Your objective =
Starting with the line that contains "Objective — a point for each instance of the navy" and continuing through the line that contains "Objective — a point for each instance of the man", arrange those lines of the data below as a Markdown table with the columns Row and Data Line, omitting blank lines.

Input material =
◇ ◇ ◇ ◇

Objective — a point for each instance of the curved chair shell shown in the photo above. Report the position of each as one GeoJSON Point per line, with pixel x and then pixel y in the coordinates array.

◇ ◇ ◇ ◇

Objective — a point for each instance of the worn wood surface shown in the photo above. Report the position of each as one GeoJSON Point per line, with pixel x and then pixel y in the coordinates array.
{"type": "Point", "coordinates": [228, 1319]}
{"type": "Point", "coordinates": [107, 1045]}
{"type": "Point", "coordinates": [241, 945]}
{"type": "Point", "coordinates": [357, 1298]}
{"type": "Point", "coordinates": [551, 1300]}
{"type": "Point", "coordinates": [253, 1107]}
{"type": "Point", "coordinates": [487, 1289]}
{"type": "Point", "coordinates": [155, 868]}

◇ ◇ ◇ ◇

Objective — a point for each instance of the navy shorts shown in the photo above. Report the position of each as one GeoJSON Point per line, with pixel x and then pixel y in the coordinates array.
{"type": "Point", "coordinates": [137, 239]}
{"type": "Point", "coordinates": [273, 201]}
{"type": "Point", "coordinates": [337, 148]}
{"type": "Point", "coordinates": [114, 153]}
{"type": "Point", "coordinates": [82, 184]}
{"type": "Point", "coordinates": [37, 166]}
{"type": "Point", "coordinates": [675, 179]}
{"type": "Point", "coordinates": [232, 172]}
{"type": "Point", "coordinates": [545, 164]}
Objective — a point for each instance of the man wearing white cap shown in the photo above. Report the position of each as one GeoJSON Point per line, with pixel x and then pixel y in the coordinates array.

◇ ◇ ◇ ◇

Solution to the exercise =
| Row | Data Line |
|---|---|
| 1 | Objective — a point for each instance of the navy shorts shown in the photo above. Report the position of each as one GeoJSON Point per line, with pixel x and then pixel y in the coordinates array. |
| 2 | {"type": "Point", "coordinates": [137, 239]} |
| 3 | {"type": "Point", "coordinates": [273, 201]} |
| 4 | {"type": "Point", "coordinates": [337, 148]} |
| 5 | {"type": "Point", "coordinates": [114, 153]} |
| 6 | {"type": "Point", "coordinates": [82, 184]} |
| 7 | {"type": "Point", "coordinates": [37, 166]} |
| 8 | {"type": "Point", "coordinates": [675, 179]} |
| 9 | {"type": "Point", "coordinates": [232, 172]} |
| 10 | {"type": "Point", "coordinates": [545, 164]} |
| 11 | Objective — a point for each instance of the man wearing white cap shown in the photo above. Report the position of each as one GeoJSON Point per line, with pixel x and then pixel y in the coordinates array. |